> **Material provided**
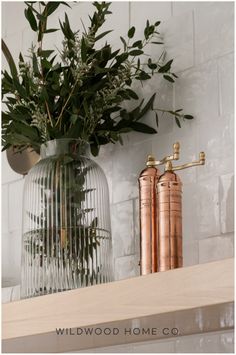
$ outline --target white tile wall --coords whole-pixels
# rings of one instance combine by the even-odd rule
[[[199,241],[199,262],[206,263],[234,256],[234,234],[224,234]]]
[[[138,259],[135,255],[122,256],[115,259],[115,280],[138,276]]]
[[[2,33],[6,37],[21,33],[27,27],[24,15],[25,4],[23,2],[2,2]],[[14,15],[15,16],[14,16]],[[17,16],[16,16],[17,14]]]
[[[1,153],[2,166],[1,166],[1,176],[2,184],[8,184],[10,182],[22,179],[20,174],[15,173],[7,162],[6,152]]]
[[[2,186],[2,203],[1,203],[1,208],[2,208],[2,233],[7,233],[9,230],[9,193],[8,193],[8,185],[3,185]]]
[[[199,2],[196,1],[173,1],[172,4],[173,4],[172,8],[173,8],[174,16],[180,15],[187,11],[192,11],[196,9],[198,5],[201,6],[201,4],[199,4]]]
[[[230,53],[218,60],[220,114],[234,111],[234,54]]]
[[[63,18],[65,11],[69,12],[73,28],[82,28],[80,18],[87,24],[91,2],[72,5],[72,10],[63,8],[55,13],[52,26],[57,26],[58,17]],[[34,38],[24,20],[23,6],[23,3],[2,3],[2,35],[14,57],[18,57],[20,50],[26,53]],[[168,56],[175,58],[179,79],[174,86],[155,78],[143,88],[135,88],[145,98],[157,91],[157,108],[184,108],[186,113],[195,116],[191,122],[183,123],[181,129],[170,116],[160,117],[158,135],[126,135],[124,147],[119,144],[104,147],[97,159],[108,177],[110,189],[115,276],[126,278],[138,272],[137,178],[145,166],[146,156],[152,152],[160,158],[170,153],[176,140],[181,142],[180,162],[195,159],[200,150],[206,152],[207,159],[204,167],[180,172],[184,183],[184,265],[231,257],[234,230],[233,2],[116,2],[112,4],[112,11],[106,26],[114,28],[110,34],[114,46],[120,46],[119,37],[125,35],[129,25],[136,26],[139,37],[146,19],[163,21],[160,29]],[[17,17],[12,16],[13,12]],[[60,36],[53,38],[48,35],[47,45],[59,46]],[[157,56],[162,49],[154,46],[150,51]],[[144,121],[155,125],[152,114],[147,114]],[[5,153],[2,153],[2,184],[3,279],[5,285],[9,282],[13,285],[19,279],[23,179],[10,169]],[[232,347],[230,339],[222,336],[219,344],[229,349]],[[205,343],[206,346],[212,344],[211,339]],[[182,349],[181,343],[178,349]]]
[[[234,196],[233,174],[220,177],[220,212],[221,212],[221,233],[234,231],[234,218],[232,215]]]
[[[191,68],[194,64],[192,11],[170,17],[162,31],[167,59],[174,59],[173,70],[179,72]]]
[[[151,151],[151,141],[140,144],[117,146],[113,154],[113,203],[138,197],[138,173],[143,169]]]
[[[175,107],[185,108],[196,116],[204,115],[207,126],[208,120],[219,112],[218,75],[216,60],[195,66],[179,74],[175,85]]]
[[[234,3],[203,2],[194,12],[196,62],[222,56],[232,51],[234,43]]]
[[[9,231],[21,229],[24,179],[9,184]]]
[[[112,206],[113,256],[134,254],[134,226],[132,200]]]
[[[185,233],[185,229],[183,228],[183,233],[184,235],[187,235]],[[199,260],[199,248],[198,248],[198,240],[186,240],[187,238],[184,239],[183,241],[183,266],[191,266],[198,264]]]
---
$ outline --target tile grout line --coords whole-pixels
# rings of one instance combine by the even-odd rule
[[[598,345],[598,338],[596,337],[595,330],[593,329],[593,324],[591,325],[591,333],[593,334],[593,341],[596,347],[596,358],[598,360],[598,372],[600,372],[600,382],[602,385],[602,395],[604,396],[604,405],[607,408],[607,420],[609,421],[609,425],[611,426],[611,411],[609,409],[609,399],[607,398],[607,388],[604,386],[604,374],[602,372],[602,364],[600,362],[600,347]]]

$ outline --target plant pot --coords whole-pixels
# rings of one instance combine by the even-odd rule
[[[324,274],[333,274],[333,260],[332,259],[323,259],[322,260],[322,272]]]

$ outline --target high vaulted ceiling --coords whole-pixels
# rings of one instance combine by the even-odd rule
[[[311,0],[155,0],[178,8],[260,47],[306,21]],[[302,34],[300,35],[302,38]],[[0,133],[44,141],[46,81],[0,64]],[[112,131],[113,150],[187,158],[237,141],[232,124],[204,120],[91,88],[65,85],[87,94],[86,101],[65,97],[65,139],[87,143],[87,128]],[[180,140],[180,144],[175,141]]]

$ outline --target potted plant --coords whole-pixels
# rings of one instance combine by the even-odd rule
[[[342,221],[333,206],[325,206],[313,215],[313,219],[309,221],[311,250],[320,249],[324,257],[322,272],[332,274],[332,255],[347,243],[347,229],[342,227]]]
* * *
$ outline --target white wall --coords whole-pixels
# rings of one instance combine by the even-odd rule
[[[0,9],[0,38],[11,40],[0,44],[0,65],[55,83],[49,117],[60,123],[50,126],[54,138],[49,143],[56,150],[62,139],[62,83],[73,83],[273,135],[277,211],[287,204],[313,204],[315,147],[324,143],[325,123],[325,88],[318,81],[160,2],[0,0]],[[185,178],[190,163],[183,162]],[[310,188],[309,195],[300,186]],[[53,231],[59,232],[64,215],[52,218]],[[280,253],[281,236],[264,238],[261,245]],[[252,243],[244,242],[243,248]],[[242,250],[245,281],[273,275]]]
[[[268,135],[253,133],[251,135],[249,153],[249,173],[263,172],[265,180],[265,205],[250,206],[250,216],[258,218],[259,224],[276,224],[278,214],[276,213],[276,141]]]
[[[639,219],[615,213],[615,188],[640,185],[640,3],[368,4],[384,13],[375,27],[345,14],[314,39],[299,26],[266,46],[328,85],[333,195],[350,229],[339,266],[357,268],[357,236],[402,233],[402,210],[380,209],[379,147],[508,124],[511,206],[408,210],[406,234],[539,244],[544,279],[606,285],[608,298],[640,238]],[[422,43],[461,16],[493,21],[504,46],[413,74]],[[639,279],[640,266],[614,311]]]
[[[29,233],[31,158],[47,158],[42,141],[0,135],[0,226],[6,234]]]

> **Exercise brief**
In the entries above, find the line with "line --coords whole-pixels" and the line with "pot --coords whole-pixels", then set down exactly those two and every line between them, nothing else.

> **Exercise response**
$ outline --target tile grout line --coords whole-pixels
# rings of one instance combine by the even-odd rule
[[[598,345],[598,338],[596,337],[595,330],[593,329],[593,324],[591,325],[591,333],[593,334],[593,341],[596,347],[596,358],[598,360],[598,372],[600,372],[600,382],[602,385],[602,395],[604,396],[604,405],[607,408],[607,420],[609,421],[609,425],[611,426],[611,411],[609,409],[609,399],[607,398],[607,388],[604,386],[604,374],[602,372],[602,364],[600,362],[600,347]]]

$ outline --target plant pot --coords whole-pixels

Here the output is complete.